- [Exercise]:
Lay out every line of the records below as a Markdown table with two columns, Row and Line, giving each line its row number and leaving out blank lines.

======

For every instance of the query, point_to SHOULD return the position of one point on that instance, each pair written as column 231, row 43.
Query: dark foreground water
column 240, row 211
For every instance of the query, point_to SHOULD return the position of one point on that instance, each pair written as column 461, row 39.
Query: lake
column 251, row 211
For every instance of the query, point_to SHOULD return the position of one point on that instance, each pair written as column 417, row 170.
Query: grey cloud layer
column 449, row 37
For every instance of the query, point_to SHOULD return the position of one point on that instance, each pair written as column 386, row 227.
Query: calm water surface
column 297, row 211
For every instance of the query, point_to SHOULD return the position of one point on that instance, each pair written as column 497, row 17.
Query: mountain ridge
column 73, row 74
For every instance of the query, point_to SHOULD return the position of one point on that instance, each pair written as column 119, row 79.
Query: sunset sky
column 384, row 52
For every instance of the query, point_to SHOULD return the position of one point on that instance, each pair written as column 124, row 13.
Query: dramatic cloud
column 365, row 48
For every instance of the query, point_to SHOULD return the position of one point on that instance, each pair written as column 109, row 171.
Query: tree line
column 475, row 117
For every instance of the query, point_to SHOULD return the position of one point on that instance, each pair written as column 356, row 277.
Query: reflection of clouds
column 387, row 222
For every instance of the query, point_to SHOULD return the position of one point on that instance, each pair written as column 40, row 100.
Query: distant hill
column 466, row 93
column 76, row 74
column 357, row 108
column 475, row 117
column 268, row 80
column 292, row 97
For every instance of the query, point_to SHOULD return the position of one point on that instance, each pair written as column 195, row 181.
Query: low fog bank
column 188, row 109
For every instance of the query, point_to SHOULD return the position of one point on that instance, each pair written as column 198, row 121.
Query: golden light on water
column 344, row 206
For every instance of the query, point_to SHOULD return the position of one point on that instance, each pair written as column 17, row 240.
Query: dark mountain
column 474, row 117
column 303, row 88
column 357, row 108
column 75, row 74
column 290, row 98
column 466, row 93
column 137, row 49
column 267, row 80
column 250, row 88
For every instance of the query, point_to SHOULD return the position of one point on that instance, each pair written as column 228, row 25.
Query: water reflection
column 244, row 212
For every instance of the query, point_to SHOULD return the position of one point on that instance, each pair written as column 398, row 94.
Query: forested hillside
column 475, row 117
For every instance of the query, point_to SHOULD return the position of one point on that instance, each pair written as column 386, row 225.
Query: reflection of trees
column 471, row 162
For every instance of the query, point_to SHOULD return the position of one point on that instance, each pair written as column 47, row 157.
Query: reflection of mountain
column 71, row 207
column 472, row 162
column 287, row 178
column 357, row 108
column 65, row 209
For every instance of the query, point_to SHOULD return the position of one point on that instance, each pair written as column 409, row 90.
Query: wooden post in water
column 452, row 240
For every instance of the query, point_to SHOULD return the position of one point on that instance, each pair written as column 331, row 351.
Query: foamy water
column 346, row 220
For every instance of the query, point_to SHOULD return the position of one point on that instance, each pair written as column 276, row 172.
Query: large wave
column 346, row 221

======

- [Answer to this exercise]:
| Row | Line |
|---|---|
| 1 | For every instance of the query, point_to SHOULD return the position of one point on that instance, each pair written as column 231, row 43. |
| 2 | Query: dark foreground water |
| 3 | column 240, row 211 |
| 4 | For every instance of the query, point_to SHOULD return the position of one point on that instance, each pair written as column 461, row 39. |
| 5 | Query: lake |
| 6 | column 251, row 211 |
| 7 | For every instance of the query, point_to SHOULD return the position of one point on that instance, each pair written as column 417, row 170. |
| 8 | Query: grey cloud layer |
| 9 | column 449, row 37 |
| 10 | For every instance of the query, point_to SHOULD return the position of one point on that instance, each pair written as column 386, row 227. |
| 11 | Query: calm water surface |
| 12 | column 297, row 211 |
| 13 | For every instance of the query, point_to SHOULD return the position of one point on that instance, each pair written as column 497, row 17. |
| 14 | Query: mountain ridge |
| 15 | column 73, row 74 |
| 16 | For every instance of the query, point_to SHOULD return the position of one point on that instance, each pair written as column 119, row 79. |
| 17 | Query: sunset sky |
| 18 | column 384, row 52 |
| 19 | For every instance of the query, point_to SHOULD return the position of one point on that instance, each pair written as column 124, row 13. |
| 20 | Query: dramatic cloud |
| 21 | column 365, row 48 |
| 22 | For every instance of the query, point_to SHOULD return the position of one point on that instance, each pair written as column 109, row 171. |
| 23 | Query: tree line |
| 24 | column 475, row 117 |
| 25 | For every instance of the query, point_to SHOULD return the position of one point on that instance, each pair written as column 356, row 277. |
| 26 | Query: reflection of clouds |
| 27 | column 387, row 222 |
| 28 | For every instance of the query, point_to SHOULD return the position of one point on that instance, each pair written as column 40, row 100. |
| 29 | Query: distant hill |
| 30 | column 466, row 93 |
| 31 | column 76, row 74 |
| 32 | column 357, row 108 |
| 33 | column 475, row 117 |
| 34 | column 268, row 80 |
| 35 | column 292, row 97 |
| 36 | For every instance of the query, point_to SHOULD return the position of one point on that instance, each pair written as column 195, row 181. |
| 37 | Query: low fog bank |
| 38 | column 188, row 109 |
| 39 | For every instance of the query, point_to SHOULD return the position of one point on that instance, each pair written as column 198, row 121. |
| 40 | Query: golden light on water |
| 41 | column 344, row 206 |
| 42 | For every instance of the query, point_to SHOULD return the position of one point on that instance, each pair written as column 17, row 240. |
| 43 | Query: dark mountain |
| 44 | column 474, row 117 |
| 45 | column 303, row 88 |
| 46 | column 357, row 108 |
| 47 | column 75, row 74 |
| 48 | column 290, row 98 |
| 49 | column 466, row 93 |
| 50 | column 137, row 49 |
| 51 | column 267, row 80 |
| 52 | column 250, row 88 |
| 53 | For every instance of the query, point_to SHOULD return the position of one point on that instance, each pair written as column 228, row 25. |
| 54 | Query: water reflection |
| 55 | column 244, row 212 |
| 56 | For every instance of the query, point_to SHOULD return the position of one point on that instance, each pair written as column 398, row 94. |
| 57 | Query: forested hillside |
| 58 | column 475, row 117 |
| 59 | For every instance of the query, point_to SHOULD return the position of one point on that instance, each pair written as column 386, row 225. |
| 60 | Query: reflection of trees |
| 61 | column 471, row 162 |
| 62 | For every instance of the query, point_to SHOULD return the position of one point on that instance, each pair written as column 47, row 157. |
| 63 | Query: reflection of mountain |
| 64 | column 71, row 207 |
| 65 | column 472, row 162 |
| 66 | column 287, row 178 |
| 67 | column 357, row 108 |
| 68 | column 65, row 209 |
| 69 | For every instance of the query, point_to SHOULD return the position of one point on that instance, each pair written as column 409, row 90. |
| 70 | Query: wooden post in water |
| 71 | column 452, row 240 |
| 72 | For every instance of the query, point_to SHOULD return the position of one point on that instance, each pair written as column 331, row 351. |
| 73 | Query: foamy water |
| 74 | column 346, row 220 |
| 75 | For every instance of the query, point_to SHOULD return the position of one point on that instance, each pair written as column 276, row 172. |
| 76 | Query: large wave |
| 77 | column 346, row 221 |